___ Data section ___

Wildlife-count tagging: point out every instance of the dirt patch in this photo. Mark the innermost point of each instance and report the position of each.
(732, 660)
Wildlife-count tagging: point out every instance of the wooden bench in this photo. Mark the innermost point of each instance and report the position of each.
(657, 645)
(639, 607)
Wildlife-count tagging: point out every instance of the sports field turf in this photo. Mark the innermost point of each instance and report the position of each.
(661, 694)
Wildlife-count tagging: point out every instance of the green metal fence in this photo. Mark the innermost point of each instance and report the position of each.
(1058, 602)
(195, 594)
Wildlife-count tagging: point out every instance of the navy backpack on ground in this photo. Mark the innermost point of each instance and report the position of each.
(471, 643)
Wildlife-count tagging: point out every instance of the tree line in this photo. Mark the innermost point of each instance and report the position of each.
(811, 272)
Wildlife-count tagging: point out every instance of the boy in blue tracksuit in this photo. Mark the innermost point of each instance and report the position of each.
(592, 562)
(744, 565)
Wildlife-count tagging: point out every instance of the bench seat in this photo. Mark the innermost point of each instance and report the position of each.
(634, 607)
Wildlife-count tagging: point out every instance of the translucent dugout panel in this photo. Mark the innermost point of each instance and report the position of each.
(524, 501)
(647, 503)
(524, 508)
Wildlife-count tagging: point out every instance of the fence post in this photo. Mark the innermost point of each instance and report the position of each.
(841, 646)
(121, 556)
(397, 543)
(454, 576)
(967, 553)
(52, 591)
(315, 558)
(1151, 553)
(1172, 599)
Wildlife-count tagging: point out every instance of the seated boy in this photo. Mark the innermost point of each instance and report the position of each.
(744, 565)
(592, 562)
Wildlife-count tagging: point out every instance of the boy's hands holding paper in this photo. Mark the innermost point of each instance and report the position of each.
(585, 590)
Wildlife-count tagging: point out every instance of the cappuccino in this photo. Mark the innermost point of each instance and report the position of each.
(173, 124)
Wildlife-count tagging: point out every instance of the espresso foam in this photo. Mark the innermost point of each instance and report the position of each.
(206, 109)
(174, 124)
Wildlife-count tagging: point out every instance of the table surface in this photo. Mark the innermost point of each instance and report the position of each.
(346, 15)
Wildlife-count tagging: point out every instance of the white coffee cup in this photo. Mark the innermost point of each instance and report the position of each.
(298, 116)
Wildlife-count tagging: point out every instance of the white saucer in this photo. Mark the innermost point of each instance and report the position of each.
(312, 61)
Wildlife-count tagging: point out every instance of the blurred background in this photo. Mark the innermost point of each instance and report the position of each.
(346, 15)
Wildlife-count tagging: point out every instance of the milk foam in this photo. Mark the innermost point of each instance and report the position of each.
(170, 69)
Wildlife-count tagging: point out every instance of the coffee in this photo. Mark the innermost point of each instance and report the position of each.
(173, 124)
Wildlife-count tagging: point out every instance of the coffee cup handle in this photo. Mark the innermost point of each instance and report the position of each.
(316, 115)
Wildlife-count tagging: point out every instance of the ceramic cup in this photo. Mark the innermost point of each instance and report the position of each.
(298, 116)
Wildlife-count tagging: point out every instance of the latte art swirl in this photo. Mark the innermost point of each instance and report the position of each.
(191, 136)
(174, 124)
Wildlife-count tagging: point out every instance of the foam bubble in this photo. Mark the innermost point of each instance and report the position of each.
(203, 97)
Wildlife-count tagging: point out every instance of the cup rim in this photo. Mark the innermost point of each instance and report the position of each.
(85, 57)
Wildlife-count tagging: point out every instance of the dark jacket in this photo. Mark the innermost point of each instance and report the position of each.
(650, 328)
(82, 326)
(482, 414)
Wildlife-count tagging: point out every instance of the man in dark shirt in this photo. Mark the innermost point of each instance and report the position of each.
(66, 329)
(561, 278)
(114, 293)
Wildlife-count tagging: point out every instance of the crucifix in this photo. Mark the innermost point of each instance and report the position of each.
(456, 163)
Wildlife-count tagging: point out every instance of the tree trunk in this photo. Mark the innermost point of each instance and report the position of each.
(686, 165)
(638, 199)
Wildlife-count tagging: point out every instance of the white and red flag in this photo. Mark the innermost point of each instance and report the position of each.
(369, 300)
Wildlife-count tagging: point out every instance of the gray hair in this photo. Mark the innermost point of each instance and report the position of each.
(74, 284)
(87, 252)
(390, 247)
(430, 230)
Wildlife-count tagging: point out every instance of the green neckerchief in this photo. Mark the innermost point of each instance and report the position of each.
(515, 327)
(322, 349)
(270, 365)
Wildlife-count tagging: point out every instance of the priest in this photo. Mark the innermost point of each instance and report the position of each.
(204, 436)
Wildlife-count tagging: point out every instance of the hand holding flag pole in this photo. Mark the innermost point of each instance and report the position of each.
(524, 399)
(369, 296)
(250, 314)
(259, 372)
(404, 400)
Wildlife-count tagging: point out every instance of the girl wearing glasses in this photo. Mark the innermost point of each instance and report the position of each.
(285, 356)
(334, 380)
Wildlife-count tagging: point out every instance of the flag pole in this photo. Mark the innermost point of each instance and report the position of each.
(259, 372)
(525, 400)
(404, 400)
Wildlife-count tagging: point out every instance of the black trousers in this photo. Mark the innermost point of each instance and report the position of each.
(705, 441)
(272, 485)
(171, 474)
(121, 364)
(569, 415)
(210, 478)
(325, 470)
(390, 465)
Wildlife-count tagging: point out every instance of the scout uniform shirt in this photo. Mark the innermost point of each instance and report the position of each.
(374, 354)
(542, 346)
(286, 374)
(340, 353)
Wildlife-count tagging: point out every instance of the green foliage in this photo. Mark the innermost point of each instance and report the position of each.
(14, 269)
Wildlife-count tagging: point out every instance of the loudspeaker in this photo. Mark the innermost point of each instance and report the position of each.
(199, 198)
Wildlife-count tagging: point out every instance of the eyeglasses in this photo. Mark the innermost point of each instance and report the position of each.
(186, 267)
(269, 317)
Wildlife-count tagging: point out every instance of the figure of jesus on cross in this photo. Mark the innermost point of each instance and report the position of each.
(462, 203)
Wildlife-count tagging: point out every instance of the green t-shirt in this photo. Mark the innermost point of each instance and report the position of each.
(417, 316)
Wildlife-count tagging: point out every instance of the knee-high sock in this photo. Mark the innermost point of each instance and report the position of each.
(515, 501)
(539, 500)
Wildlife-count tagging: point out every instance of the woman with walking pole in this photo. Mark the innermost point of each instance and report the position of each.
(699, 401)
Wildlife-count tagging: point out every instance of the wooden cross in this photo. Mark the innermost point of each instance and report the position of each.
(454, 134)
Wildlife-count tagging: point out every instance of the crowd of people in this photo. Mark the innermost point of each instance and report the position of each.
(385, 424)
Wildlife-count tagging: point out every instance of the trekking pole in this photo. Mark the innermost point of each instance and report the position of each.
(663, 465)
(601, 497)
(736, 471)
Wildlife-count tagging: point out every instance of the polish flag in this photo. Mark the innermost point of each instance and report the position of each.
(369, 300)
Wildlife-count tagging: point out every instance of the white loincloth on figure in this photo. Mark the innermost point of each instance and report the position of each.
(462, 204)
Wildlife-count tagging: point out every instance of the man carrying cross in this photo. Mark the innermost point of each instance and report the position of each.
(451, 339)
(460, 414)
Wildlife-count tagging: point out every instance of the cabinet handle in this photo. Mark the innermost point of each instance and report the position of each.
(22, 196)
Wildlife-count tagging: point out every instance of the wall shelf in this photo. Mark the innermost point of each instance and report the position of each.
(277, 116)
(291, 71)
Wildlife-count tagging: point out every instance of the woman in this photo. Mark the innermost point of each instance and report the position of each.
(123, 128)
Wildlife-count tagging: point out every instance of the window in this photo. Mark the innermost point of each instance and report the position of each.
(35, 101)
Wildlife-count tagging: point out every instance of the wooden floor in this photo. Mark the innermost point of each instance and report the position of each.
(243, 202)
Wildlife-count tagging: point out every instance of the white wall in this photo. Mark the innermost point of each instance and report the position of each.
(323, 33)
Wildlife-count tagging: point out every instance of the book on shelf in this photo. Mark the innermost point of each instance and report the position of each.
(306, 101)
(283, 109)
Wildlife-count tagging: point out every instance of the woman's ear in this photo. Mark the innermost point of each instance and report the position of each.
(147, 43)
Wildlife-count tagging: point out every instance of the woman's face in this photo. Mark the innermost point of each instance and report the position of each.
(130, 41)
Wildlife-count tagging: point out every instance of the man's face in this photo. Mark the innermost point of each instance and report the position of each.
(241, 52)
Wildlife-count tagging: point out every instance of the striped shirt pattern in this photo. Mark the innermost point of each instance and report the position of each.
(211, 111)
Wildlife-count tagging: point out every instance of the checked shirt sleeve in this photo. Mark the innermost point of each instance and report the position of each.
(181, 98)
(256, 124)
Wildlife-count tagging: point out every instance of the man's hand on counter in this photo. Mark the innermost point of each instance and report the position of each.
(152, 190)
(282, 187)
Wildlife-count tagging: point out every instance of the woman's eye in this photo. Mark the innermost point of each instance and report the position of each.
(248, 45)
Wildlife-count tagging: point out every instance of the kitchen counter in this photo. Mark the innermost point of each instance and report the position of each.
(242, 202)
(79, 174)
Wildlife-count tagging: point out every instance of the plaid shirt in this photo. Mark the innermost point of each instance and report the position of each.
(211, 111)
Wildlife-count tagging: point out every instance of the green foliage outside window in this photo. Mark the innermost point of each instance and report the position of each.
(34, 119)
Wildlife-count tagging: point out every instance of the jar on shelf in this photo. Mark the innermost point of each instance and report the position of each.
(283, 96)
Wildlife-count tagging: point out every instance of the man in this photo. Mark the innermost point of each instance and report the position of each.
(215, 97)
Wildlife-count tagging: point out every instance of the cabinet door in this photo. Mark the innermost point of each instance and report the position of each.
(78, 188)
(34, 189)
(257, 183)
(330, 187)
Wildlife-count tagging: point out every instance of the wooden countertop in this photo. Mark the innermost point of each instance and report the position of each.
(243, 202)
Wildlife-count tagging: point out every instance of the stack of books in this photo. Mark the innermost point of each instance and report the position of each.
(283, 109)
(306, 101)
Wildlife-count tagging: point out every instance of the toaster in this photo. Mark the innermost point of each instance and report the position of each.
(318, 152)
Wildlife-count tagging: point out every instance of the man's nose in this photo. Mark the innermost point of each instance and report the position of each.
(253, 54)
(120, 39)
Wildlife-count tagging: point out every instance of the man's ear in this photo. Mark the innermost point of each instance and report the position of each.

___

[Problem description]: Only the line that contains "green foliage outside" and the lines after it, through the end of the data above, are to be repeated exactly.

[Exercise result]:
Wildlife-count tagging: point out every instance of the green foliage outside window in this photo. Mark the innermost point of each instance and report the position of each.
(34, 119)
Wildlife-count tagging: point out every instance of the jar on shelf in this photo. Mark the innermost point of each instance and report the position of each.
(283, 96)
Wildlife-count tagging: point out every instance of the man in this photo. Mark the innermost point of each instance and report the position of each.
(215, 97)
Wildlife-count tagging: point out every instance of the cabinet door in this photo. Mark the innermost point of each instance and report the position of each.
(78, 188)
(34, 189)
(257, 183)
(330, 187)
Wildlife-count tagging: point out every instance of the wooden countertop in this photo. Mark the innermost point of each instance and report the position of each.
(243, 202)
Wildlife-count tagging: point out every instance of the stack of books in this photo. Mark the innermost point of each instance and report the position of each.
(283, 109)
(306, 101)
Wildlife-count tagging: point out every instance of the toaster in this photo. Mark the innermost point of each instance and report the position of each.
(318, 152)
Wildlife-count tagging: point out every instance of the man's nose in this photo. Mark the innermost point of each instance and report the position of each.
(253, 54)
(120, 39)
Wildlife-count tagging: point out every instance of the man's ear in this photo. Mark the innermost point of each instance and report the position of each.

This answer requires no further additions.